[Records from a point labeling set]
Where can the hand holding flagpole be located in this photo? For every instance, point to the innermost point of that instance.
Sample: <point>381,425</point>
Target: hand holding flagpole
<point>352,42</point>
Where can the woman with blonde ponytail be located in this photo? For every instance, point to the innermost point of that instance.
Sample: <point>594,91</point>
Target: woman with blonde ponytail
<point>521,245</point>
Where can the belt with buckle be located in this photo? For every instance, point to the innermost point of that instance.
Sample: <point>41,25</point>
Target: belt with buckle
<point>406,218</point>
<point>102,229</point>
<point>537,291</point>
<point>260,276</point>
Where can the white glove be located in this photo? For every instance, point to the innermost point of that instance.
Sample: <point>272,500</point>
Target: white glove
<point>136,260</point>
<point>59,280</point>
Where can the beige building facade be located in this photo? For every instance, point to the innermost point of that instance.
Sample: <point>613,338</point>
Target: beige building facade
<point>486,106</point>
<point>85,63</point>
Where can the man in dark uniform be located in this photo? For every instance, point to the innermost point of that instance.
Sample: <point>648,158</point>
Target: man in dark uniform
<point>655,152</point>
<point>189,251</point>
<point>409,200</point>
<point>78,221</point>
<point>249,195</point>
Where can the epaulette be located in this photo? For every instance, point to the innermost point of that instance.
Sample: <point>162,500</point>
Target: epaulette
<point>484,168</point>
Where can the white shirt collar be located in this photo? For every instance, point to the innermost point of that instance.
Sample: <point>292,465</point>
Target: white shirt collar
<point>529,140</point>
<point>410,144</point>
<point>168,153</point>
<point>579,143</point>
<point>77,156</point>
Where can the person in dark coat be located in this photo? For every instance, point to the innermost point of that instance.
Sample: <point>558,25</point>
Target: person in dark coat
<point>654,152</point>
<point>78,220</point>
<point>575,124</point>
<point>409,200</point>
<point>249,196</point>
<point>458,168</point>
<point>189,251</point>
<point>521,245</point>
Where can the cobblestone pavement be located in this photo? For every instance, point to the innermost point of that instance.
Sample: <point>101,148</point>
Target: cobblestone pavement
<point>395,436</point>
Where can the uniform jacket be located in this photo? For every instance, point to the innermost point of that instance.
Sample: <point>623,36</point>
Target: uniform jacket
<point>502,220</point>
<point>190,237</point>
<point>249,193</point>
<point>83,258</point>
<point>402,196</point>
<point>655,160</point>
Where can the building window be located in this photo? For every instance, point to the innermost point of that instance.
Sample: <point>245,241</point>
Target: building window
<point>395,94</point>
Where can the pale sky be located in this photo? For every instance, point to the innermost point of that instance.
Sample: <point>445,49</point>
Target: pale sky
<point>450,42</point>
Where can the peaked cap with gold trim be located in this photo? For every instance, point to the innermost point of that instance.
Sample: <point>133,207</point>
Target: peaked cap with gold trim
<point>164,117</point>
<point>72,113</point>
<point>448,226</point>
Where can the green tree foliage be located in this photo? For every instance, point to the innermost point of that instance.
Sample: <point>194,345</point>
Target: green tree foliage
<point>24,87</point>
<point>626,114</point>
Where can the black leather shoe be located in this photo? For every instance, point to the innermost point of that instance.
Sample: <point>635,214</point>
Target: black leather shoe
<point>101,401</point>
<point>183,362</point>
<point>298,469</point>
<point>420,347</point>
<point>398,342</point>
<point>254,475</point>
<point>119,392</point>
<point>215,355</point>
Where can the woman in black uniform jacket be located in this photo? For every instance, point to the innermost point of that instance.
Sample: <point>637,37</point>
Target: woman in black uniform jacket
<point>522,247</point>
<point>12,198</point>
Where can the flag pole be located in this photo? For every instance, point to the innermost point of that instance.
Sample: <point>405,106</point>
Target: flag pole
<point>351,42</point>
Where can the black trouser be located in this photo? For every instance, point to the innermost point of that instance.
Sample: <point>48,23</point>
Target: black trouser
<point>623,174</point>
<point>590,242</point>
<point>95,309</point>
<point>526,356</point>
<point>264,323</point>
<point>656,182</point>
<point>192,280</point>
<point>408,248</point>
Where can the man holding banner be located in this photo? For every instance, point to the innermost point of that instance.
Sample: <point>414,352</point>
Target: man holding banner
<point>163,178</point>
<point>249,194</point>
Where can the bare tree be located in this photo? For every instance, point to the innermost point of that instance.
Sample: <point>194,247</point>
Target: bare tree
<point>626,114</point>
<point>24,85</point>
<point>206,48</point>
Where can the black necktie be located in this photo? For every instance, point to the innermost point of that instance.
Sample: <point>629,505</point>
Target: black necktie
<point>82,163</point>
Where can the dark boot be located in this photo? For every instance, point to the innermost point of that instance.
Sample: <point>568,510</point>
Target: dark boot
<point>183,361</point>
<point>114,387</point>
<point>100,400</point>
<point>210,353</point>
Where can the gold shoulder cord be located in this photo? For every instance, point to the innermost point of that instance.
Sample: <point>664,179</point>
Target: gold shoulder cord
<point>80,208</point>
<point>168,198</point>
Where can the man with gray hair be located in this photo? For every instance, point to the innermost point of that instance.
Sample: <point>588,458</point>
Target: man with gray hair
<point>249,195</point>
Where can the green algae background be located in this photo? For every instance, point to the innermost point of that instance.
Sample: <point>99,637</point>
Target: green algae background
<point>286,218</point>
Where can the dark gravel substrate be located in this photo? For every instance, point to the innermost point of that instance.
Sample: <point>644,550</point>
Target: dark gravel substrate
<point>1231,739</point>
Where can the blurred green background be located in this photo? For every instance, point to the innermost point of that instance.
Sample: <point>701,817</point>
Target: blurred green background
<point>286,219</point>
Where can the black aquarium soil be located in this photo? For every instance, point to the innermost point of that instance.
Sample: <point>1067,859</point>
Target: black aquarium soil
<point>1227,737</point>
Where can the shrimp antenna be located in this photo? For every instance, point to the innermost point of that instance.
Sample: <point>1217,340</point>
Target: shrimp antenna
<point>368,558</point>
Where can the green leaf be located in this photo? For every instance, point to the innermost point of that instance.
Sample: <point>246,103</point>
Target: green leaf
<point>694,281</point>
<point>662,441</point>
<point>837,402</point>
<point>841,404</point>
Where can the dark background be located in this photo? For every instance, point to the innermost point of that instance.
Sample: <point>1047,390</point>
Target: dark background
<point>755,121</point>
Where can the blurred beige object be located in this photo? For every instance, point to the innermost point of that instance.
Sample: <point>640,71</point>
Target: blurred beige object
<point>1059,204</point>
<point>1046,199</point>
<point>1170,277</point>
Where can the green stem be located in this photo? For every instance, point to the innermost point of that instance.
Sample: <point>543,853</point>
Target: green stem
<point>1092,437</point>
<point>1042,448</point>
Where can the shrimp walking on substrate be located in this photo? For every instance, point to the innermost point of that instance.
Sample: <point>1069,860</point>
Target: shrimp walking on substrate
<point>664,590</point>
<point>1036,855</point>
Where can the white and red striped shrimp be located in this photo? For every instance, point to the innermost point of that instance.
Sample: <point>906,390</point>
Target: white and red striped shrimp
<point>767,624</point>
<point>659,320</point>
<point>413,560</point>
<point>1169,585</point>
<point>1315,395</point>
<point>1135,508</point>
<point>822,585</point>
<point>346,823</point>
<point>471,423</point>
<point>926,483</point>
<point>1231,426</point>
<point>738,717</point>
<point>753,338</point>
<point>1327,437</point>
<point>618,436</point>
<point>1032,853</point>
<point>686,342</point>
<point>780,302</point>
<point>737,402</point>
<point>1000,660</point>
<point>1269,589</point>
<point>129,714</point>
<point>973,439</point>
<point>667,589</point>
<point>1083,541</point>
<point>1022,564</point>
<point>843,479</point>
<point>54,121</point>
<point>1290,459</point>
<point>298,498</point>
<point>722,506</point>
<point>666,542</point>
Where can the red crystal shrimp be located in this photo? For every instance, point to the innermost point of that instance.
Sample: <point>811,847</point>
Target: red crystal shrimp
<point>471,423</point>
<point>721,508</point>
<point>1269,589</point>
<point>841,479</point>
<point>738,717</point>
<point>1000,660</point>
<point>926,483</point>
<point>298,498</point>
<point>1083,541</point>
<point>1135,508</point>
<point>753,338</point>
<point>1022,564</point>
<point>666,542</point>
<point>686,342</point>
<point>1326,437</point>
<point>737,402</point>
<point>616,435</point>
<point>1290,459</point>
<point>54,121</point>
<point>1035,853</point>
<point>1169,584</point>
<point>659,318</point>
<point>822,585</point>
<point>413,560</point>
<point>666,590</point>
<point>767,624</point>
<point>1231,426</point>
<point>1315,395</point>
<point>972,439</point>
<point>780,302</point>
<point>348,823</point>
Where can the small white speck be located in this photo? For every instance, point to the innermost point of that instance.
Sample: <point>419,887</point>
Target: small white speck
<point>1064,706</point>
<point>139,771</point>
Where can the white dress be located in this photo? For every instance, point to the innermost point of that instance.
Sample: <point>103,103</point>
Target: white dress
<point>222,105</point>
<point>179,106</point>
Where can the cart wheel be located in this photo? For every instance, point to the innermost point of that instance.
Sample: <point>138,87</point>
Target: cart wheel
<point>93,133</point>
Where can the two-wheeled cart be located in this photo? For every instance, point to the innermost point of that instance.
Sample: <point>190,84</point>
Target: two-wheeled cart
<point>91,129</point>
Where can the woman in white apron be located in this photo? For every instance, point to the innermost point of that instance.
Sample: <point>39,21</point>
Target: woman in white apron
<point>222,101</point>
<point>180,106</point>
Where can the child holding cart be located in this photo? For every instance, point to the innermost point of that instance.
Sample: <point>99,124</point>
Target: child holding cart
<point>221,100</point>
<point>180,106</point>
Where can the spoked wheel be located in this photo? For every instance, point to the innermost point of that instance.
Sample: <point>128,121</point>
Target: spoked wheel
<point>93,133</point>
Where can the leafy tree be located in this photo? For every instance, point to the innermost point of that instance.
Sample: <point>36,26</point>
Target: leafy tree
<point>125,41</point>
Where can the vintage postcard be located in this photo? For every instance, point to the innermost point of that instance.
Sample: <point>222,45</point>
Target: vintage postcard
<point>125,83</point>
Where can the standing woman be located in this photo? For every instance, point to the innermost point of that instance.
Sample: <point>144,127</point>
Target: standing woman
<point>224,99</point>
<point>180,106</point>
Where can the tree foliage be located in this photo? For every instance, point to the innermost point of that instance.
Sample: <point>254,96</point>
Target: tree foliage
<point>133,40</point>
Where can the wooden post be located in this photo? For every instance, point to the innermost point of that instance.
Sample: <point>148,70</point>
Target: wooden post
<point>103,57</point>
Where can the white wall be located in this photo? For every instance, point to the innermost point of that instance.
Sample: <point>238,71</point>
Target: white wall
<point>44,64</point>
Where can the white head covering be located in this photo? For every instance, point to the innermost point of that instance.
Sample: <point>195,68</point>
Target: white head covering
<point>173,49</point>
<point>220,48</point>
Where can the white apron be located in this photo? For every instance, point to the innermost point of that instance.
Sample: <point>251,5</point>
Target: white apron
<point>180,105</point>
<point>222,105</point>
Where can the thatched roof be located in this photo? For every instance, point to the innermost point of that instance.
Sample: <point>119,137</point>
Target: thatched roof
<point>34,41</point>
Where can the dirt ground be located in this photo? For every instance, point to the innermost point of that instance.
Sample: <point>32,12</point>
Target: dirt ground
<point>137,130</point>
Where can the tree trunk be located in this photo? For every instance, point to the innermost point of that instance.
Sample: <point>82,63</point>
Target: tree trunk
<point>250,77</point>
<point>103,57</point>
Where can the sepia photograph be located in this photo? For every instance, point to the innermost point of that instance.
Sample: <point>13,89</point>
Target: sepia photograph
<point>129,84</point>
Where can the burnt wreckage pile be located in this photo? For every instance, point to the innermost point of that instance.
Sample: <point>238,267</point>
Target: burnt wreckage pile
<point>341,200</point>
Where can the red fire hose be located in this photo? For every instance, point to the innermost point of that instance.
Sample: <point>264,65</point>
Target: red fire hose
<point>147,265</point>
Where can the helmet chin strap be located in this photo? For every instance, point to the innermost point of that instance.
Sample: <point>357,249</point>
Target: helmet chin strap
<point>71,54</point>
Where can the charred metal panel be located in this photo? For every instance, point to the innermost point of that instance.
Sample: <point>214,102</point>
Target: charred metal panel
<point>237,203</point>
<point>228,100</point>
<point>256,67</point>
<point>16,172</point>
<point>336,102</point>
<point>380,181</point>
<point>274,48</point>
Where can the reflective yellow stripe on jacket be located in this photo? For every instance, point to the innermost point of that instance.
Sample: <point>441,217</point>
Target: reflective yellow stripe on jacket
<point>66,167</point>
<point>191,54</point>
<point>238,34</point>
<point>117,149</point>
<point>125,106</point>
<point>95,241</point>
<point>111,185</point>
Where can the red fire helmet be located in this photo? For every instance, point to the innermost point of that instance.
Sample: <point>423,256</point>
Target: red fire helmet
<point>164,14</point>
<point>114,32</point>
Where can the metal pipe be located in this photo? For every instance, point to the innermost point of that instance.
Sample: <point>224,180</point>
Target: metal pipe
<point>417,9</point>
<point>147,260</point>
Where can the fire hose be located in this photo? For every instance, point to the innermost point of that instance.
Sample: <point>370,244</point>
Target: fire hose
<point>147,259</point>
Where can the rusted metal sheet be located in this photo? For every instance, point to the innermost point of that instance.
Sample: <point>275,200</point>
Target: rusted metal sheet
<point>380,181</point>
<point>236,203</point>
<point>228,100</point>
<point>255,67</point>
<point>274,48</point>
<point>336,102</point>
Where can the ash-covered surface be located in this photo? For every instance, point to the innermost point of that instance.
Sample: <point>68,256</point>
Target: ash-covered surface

* **What is expected**: Starting with the line that contains "Where can the fire", print each line through the last one in the listing. Include both end lines and add nothing.

* **Complete response**:
Where can the fire hose be located in this photo? For every instance, point to the innermost point of that instance.
Sample: <point>370,244</point>
Target: fire hose
<point>147,259</point>
Where can the rusted metal sheet be located in this photo? For every instance, point to the innermost point of that instance.
Sample: <point>275,200</point>
Target: rusted metal sheet
<point>380,181</point>
<point>236,203</point>
<point>228,100</point>
<point>255,67</point>
<point>274,48</point>
<point>336,102</point>
Where can the ash-covered surface be located in this photo? For every instance, point to the innermost point of that instance.
Sample: <point>68,256</point>
Target: ash-covered surface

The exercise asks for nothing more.